• _Ziel der Aufgabe_: Zitiere aus dem Bericht über die Tübinger Ausstellung wortgetreu die Stelle, die mit „Tübingen · Ausstellung“ beginnt und bis einschließlich „18 Uhr geöffnet.“ reicht.

• _Textauszug_:
↓↓↓
Tübingen · Ausstellung

„Körperwelten“ 2.0, aber anders: Ausstellung zeigt echte Tote und kranke Organe

Wo sonst Salsa und Tango getanzt wird, kann man am Wochenende plastinierte Leichen anschauen.

10.06.2022

Von uja

„Der menschliche Körper – Lernen von den Toten“ nennt sich die Schau, die von heute an bis zum Sonntag, 12. Juni, in der Tübinger Tanzschule Salsamara zu sehen ist. Gezeigt werden dort echte menschliche Organe und sogar drei komplette Körper, die nach einer Methode plastiniert wurden, die der des Anatomen und Mediziners Gunther von Hagens ähnelt. Insgesamt enthält die Ausstellung laut der Organisatorin Samantha Weber 150 Exponate. Die Wanderausstellung, die zuvor in Herrenberg war, ist täglich von 11 bis 18 Uhr geöffnet.

Weber betont, dass sie sich bei ihrer Schau mehr auf die medizinischen Aspekte konzentriert habe und sich bemüht habe, spektakuläre Inszenierungen der plastinierten Leichen zu vermeiden. Stattdessen könnten die Besucher unter anderem studieren, wie sich eine gesunde Lunge von einer unterscheidet, die von Krebs befallen ist.

Die Schau, versichert Weber, leiste einen „Beitrag zur Weiterbildung in medizinischen Berufen“ und biete die „Gelegenheit, sich ausführlich mit den Themen Organspende, Krebs, HIV, Alkohol und Nikotin auseinanderzusetzen“. Schüler und Beschäftigte in medizinischen Einrichtungen sind deshalb besonders angesprochen.
↑↑↑
• _Entnommene Angaben_:
↓↓↓
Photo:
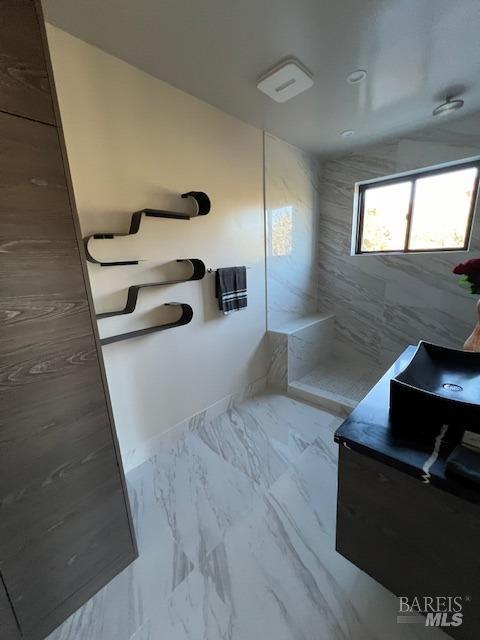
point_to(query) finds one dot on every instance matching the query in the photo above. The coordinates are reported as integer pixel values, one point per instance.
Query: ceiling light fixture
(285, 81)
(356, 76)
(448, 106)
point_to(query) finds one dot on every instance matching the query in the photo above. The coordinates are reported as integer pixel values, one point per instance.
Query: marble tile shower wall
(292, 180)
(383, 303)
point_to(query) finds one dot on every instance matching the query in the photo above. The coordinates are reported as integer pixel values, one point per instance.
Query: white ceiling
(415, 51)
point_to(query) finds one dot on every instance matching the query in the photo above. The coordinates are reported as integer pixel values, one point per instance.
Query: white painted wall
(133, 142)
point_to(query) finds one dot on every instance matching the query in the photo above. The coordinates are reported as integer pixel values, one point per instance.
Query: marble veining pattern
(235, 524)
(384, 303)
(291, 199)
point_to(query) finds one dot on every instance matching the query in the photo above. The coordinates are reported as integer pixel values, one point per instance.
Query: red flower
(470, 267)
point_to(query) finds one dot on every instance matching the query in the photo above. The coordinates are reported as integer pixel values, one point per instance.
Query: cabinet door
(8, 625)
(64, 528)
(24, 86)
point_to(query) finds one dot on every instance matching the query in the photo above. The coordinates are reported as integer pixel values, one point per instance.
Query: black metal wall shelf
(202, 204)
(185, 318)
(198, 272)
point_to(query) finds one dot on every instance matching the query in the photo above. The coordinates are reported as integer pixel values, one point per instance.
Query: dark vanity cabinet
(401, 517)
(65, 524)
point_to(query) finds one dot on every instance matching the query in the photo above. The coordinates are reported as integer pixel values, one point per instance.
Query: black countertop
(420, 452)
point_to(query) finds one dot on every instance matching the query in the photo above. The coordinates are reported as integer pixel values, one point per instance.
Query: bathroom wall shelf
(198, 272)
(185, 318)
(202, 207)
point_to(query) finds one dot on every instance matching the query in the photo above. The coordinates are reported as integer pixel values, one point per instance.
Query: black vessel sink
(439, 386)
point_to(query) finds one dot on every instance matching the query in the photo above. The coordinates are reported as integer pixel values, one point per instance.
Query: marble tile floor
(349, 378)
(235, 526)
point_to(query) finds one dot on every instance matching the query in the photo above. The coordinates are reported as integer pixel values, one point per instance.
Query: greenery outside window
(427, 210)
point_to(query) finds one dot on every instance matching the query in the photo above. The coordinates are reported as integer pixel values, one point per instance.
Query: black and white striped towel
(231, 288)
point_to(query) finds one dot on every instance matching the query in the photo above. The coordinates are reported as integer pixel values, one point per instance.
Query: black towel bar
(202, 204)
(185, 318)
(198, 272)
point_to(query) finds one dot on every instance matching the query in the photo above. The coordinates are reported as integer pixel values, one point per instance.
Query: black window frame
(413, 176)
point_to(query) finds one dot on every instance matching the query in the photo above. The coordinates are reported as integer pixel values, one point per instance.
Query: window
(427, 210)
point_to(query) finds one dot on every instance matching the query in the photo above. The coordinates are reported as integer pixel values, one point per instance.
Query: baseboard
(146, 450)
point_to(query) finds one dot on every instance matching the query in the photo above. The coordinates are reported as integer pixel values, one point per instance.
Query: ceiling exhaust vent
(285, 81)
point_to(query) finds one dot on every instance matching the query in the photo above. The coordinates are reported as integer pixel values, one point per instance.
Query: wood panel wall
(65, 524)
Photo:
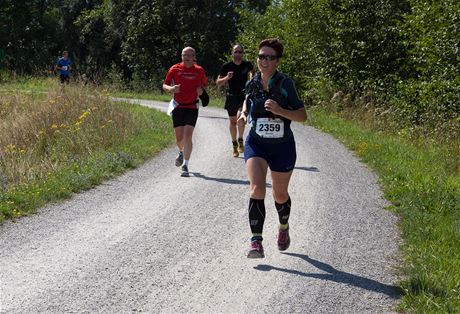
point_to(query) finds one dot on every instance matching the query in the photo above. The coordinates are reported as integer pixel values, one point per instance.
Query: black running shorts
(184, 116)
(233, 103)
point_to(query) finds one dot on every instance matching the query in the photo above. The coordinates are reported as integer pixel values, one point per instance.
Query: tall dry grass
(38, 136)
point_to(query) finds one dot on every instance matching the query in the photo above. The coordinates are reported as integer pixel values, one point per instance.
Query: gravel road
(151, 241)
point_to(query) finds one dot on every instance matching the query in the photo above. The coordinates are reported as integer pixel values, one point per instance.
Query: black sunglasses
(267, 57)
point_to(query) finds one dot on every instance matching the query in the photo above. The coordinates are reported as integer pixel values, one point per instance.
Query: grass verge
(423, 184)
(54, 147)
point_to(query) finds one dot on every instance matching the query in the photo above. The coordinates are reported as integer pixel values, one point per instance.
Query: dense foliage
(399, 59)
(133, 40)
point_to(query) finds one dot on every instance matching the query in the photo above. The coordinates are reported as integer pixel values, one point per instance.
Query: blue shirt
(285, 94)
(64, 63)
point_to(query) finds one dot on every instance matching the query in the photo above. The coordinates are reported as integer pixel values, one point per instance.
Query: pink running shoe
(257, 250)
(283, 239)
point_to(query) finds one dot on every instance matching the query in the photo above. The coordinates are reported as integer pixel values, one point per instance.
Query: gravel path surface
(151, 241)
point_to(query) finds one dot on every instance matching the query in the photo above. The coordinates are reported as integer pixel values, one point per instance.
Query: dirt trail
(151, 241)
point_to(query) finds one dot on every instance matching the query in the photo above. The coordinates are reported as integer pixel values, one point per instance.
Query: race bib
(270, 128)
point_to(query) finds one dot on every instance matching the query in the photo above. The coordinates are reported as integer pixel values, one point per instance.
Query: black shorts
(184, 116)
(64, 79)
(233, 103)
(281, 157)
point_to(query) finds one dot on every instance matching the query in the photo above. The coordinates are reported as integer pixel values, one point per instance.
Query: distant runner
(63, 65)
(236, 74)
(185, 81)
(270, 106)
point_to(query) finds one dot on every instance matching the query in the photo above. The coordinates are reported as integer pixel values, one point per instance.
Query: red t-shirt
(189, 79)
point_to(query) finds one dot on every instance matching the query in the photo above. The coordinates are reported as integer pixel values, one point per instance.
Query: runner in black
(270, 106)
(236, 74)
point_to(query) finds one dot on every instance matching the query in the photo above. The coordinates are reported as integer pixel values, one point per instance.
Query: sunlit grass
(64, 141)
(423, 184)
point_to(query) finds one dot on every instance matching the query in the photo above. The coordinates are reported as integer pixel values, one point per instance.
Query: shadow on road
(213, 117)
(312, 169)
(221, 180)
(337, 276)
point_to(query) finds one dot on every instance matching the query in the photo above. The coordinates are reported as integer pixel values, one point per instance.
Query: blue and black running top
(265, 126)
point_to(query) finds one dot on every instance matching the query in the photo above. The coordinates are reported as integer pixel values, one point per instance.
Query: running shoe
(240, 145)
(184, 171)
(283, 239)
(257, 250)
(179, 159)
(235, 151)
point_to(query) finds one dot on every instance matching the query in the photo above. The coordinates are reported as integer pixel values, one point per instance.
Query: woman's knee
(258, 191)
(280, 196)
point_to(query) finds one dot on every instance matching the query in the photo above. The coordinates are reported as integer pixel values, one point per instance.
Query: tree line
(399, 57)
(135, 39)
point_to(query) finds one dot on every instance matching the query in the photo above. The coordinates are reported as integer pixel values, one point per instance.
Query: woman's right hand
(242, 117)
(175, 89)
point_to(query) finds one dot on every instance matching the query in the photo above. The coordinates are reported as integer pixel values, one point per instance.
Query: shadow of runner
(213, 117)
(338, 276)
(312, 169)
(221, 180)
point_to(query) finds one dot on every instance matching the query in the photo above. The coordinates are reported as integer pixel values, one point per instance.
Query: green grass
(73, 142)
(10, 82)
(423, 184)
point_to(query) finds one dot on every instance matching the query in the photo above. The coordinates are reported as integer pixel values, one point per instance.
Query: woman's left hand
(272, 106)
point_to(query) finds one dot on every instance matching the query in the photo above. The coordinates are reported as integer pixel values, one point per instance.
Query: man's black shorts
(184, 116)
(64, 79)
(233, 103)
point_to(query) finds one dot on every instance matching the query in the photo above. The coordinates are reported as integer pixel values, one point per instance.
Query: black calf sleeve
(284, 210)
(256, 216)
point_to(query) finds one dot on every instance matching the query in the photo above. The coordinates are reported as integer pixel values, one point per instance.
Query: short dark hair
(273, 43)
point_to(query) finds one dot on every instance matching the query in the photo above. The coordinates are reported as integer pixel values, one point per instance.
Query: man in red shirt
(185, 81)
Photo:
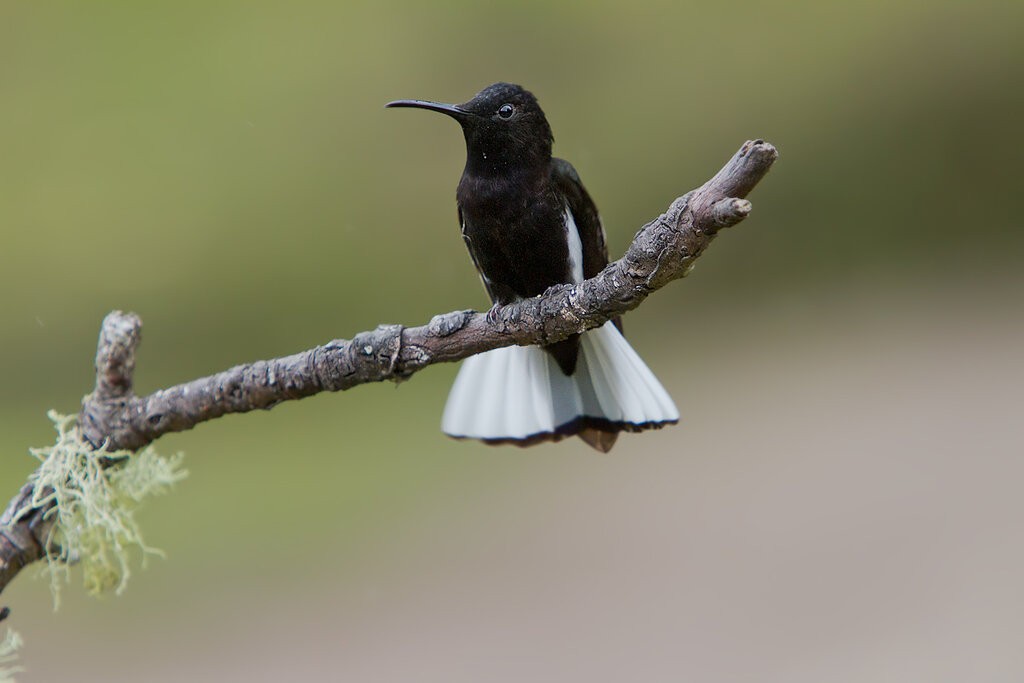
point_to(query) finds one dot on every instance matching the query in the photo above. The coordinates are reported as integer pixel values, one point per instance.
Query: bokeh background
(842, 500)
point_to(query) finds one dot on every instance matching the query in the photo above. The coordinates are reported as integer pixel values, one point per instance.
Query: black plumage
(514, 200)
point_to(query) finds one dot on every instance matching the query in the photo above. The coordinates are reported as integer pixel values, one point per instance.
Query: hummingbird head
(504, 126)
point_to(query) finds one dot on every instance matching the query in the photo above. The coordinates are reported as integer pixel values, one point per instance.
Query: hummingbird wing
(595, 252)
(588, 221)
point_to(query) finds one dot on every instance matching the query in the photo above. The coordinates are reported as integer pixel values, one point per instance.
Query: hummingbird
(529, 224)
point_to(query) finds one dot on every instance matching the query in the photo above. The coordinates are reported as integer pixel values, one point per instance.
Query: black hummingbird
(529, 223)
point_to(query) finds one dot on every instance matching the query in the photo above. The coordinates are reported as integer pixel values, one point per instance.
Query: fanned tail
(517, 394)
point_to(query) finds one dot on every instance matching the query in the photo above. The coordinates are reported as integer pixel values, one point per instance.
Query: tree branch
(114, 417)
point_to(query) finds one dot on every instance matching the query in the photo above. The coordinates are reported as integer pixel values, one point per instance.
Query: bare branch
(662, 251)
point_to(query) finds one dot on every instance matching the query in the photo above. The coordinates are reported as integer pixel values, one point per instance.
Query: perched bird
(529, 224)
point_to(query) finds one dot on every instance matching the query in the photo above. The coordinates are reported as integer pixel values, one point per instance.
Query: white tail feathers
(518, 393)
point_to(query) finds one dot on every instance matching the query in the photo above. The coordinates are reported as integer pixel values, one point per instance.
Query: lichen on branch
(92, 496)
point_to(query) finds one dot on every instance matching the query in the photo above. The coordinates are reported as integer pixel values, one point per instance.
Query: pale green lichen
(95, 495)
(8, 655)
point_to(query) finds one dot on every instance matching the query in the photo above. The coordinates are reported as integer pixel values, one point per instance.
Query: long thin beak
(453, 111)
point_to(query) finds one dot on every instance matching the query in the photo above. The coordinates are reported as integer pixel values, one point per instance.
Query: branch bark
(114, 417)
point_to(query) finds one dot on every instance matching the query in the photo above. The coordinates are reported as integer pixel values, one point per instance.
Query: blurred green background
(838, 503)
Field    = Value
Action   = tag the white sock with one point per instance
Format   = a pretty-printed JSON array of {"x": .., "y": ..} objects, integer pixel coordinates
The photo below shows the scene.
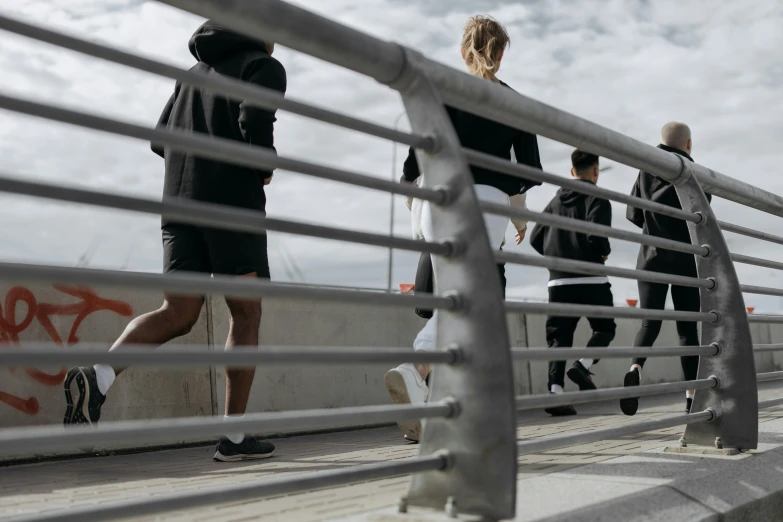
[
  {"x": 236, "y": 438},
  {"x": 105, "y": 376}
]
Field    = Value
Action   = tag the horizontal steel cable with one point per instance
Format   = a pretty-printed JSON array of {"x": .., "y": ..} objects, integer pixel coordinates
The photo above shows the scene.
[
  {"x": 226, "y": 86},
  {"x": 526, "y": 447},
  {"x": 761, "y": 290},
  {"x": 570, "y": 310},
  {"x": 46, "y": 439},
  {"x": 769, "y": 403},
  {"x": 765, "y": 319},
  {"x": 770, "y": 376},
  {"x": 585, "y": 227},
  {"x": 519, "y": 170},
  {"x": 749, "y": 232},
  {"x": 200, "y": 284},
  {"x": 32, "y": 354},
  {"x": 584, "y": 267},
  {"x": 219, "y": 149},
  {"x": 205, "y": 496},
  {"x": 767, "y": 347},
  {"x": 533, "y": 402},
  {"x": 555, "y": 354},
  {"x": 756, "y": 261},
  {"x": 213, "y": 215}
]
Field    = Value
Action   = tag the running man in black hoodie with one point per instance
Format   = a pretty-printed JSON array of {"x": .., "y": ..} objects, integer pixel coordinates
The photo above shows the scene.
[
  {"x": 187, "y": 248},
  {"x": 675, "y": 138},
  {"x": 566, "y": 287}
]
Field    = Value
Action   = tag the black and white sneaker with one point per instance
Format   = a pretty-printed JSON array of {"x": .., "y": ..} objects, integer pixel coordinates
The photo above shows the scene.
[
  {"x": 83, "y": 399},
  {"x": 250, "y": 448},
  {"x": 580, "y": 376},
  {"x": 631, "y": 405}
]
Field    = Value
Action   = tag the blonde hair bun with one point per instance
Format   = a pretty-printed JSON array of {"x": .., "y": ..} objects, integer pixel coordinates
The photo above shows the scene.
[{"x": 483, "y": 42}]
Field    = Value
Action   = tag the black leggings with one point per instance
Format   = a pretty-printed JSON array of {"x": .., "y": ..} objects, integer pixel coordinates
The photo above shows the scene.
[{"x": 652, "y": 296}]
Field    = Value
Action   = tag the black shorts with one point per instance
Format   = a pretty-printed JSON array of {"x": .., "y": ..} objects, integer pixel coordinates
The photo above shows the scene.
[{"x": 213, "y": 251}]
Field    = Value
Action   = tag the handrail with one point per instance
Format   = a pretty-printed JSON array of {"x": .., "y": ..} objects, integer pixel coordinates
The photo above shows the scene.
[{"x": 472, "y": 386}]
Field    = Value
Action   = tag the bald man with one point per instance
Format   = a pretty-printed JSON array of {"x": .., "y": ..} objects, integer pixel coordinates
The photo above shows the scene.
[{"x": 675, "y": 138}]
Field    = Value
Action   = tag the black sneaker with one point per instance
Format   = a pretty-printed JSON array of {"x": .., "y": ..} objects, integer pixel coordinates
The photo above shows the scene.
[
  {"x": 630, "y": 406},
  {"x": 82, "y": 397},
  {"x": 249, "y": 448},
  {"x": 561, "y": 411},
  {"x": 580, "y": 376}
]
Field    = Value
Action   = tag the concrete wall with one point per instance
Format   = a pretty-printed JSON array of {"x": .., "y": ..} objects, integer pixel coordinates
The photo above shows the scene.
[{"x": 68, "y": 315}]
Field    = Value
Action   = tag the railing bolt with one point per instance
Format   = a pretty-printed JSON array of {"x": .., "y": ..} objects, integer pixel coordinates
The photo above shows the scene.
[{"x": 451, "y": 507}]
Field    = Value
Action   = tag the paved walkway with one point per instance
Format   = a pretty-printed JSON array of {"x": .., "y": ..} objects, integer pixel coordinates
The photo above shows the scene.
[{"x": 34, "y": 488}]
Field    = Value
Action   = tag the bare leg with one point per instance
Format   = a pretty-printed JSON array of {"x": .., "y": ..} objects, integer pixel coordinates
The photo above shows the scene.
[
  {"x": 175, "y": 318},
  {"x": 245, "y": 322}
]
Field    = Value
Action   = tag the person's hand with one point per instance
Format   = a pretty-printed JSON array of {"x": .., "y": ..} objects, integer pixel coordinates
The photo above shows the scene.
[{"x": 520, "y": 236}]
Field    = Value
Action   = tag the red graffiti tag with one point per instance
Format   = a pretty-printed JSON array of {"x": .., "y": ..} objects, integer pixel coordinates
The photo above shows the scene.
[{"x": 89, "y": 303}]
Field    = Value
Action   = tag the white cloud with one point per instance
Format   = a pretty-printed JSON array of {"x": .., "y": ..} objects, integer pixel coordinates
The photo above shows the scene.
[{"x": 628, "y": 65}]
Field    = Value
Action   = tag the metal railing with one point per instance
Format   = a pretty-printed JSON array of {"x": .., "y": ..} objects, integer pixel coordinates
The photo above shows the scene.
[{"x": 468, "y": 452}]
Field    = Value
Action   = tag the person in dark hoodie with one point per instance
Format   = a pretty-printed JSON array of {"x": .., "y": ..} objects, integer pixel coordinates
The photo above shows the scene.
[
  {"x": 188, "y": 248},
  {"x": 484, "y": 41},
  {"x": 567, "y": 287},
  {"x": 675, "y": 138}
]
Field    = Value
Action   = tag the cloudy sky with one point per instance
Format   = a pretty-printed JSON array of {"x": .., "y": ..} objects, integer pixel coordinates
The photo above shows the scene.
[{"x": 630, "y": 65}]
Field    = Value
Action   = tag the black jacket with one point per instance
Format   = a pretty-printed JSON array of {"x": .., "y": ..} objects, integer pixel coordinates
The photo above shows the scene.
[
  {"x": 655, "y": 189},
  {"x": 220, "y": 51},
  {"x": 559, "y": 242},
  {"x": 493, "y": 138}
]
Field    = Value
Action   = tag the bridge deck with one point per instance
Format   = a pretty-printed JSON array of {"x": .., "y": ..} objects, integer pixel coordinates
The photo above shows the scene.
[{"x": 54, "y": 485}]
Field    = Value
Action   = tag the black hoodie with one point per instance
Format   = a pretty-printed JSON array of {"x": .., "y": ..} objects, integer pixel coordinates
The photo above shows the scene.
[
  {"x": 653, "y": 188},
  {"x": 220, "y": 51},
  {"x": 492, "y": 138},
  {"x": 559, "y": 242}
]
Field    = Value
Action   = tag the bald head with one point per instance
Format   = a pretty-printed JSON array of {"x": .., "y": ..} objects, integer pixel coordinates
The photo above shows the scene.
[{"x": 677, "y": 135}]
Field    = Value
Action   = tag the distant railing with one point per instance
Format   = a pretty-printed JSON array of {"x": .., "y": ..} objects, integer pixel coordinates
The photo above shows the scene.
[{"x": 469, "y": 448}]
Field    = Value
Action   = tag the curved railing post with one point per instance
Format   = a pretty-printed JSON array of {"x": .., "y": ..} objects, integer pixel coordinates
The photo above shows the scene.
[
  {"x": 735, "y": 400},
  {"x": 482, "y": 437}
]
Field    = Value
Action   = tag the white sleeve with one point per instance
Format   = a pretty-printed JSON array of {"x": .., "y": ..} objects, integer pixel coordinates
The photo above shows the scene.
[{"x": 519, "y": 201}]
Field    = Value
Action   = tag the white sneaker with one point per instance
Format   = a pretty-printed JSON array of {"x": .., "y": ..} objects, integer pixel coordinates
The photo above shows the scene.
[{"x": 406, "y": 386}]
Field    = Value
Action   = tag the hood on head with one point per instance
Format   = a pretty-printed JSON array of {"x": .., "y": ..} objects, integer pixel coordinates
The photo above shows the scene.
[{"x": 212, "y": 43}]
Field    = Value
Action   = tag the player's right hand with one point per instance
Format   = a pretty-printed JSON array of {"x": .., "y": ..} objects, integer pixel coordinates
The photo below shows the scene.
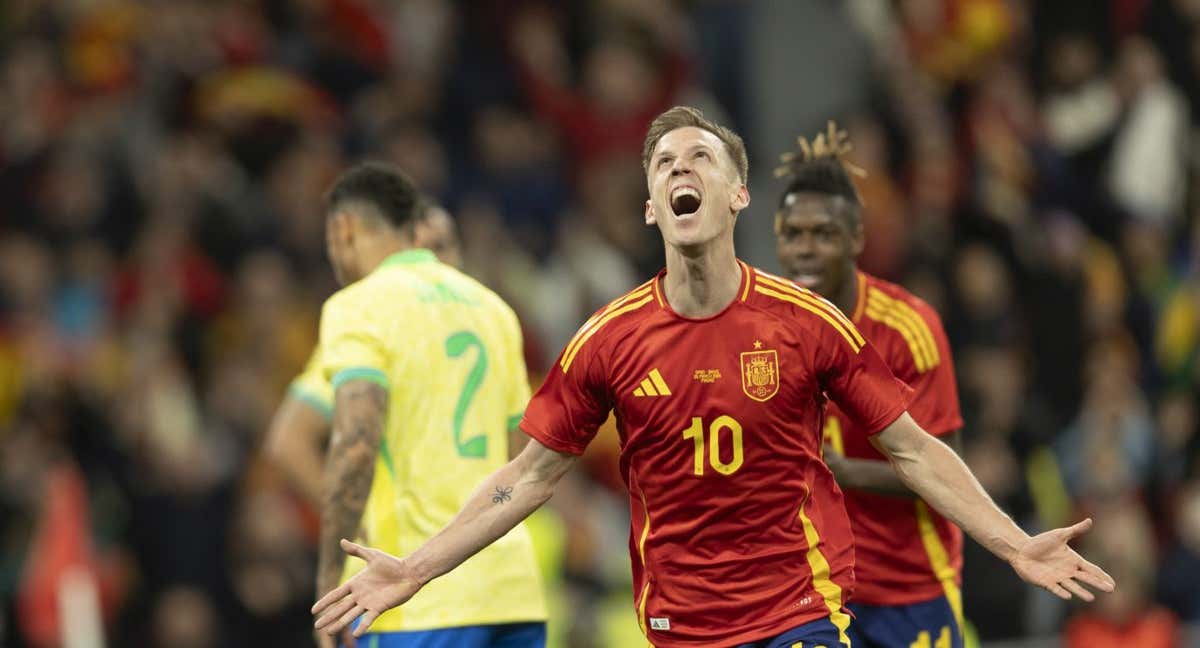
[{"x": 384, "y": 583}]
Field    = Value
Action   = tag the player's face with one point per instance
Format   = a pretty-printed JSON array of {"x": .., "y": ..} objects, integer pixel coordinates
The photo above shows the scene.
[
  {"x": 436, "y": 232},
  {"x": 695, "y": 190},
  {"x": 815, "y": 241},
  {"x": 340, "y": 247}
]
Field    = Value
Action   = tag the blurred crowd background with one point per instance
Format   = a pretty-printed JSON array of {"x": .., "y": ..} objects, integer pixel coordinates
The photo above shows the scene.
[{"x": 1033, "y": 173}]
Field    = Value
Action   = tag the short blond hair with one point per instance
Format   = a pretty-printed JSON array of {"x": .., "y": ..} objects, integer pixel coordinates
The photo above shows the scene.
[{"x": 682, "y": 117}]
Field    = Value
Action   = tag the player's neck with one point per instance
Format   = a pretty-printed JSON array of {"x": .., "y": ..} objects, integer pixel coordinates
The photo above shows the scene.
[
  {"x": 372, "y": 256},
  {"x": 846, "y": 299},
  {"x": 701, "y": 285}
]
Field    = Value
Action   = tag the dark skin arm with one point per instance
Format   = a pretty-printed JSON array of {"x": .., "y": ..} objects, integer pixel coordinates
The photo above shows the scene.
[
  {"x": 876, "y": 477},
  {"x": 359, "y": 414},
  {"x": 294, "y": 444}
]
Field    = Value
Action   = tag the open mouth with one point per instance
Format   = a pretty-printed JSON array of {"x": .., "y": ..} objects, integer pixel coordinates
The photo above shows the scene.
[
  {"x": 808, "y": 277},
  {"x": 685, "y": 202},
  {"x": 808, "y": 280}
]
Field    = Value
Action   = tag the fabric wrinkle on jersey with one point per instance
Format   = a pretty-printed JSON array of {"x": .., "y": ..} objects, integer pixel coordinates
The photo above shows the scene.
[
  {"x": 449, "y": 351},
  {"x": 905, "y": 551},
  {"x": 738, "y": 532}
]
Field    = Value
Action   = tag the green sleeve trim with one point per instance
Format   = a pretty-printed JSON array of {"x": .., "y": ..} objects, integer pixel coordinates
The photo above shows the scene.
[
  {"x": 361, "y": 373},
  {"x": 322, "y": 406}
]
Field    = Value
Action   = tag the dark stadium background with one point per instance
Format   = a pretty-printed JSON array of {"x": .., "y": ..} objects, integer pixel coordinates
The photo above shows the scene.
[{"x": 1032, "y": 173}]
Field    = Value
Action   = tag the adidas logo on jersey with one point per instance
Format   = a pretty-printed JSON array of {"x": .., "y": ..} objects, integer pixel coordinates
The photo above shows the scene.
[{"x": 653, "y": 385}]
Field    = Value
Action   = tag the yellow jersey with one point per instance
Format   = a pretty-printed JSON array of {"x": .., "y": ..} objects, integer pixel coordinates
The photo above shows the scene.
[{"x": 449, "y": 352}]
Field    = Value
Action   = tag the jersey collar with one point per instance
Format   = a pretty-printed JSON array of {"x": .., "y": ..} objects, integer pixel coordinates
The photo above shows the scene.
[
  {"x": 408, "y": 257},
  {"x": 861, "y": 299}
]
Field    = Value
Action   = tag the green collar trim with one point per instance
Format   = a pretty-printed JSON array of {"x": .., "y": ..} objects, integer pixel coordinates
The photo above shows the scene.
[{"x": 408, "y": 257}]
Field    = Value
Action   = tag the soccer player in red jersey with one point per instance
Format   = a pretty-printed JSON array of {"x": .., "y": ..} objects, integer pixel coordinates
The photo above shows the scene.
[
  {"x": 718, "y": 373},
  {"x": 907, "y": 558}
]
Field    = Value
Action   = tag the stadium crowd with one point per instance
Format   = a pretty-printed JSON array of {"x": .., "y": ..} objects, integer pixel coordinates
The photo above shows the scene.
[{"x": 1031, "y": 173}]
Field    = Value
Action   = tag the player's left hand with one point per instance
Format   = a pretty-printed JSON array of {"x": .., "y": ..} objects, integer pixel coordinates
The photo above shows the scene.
↑↑↑
• _Ergebnis der Übung_:
Tübingen · Ausstellung

„Körperwelten“ 2.0, aber anders: Ausstellung zeigt echte Tote und kranke Organe

Wo sonst Salsa und Tango getanzt wird, kann man am Wochenende plastinierte Leichen anschauen.

10.06.2022

Von uja

„Der menschliche Körper – Lernen von den Toten“ nennt sich die Schau, die von heute an bis zum Sonntag, 12. Juni, in der Tübinger Tanzschule Salsamara zu sehen ist. Gezeigt werden dort echte menschliche Organe und sogar drei komplette Körper, die nach einer Methode plastiniert wurden, die der des Anatomen und Mediziners Gunther von Hagens ähnelt. Insgesamt enthält die Ausstellung laut der Organisatorin Samantha Weber 150 Exponate. Die Wanderausstellung, die zuvor in Herrenberg war, ist täglich von 11 bis 18 Uhr geöffnet.